Artykuły

Optymizm nagrodzony

X Festiwal Prapremier w Bydgoszczy. Piszą Anna Tarnowska i Joanna Lach w Gazecie Wyborczej - Bydgoszcz.

Niespodzianki nie było: spektakl "Tęczowa trybuna 2012" [na zdjęciu], czarny koń Festiwalu Prapremier, zdobył grand prix. Zaskoczenie? Drugie miejsce teatru z Legnicy za przedstawienie "Fakir, czyli optymizm".

************

• _ZADANIA DO WYKONANIA_:
(a) Które miejsce zajął teatr z Legnicy według tekstu o Festiwalu Prapremier i za jaki spektakl?
(b) Kontynuuj tekst o X Festiwalu Prapremier w Bydgoszczy, zaczynając od zdania następującego po ostatnim zdaniu.

************

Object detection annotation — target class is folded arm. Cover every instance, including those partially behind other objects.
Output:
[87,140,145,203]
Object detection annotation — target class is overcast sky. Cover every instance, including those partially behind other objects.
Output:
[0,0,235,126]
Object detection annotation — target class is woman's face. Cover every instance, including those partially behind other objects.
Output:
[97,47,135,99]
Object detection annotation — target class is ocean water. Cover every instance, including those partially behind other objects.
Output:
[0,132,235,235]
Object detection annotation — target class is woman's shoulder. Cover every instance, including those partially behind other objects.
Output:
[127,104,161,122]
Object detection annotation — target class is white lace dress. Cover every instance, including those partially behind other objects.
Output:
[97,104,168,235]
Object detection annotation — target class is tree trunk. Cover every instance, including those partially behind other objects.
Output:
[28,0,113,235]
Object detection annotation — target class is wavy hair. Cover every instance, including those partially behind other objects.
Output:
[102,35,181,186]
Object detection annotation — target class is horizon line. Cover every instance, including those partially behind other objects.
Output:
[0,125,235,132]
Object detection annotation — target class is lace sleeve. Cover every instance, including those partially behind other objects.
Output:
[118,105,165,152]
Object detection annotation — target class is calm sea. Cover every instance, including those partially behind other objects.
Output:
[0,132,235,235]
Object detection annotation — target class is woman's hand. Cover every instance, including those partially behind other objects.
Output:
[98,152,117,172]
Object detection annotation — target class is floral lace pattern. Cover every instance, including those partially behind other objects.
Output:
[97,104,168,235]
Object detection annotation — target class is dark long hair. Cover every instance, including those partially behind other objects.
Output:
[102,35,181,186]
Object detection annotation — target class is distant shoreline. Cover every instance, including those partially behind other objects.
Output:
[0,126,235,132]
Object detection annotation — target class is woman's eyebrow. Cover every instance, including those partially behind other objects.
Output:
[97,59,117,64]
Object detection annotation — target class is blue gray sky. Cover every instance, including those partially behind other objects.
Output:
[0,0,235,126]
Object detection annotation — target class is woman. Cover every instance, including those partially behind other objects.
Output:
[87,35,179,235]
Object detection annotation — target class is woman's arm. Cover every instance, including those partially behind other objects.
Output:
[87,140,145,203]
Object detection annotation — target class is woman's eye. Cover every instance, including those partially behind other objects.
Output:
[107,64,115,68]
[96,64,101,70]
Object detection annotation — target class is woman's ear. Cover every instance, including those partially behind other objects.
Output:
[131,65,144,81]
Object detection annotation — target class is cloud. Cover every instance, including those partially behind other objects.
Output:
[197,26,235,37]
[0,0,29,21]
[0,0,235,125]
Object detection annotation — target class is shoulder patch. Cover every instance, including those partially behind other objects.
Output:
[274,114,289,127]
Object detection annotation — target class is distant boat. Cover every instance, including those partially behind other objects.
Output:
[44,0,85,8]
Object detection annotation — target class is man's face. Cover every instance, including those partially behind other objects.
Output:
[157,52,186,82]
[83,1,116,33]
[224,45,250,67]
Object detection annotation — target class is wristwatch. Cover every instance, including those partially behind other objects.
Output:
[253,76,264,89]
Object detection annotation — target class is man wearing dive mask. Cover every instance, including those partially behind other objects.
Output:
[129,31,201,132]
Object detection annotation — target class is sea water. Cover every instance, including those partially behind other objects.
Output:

************

• _ODPOWIEDZI DO ZADAŃ_:
(a) Teatr z Legnicy zajął drugie miejsce za przedstawienie „Fakir, czyli optymizm”.

(b)
"Tęczowa trybuna 2012" od początku była faworytem. Zresztą Paweł Demirski (autor) i Monika Strzępka (reżyser) to duet ceniony i rozpoznawalny w środowisku teatralnym. Ich spektakle najczęściej dotykają problematyki społeczno-politycznej, a niektórzy z recenzentów skarżą się na powielanie pomysłów, tego zarzutu nie można postawić "Tęczowej Trybunie...". Tu od pomysłów aż kipi. Mimo że głównym tematem spektaklu są kibice piłki nożnej, geje, którzy walczą o oddzielny sektor na trybunach podczas zbliżających się mistrzostw świata, Strzępce udaje się przy okazji poruszyć kilka innych aktualnych w Polsce tematów. Kpi z wszechobecnej biurokracji, wytyka władzy niespełnione obietnice, śmieje się z trwającego w nieskończoność budowania autostrad. Punktuje hipokryzję społeczeństwa, w tym aktywistów walczących o prawa mniejszości seksualnych.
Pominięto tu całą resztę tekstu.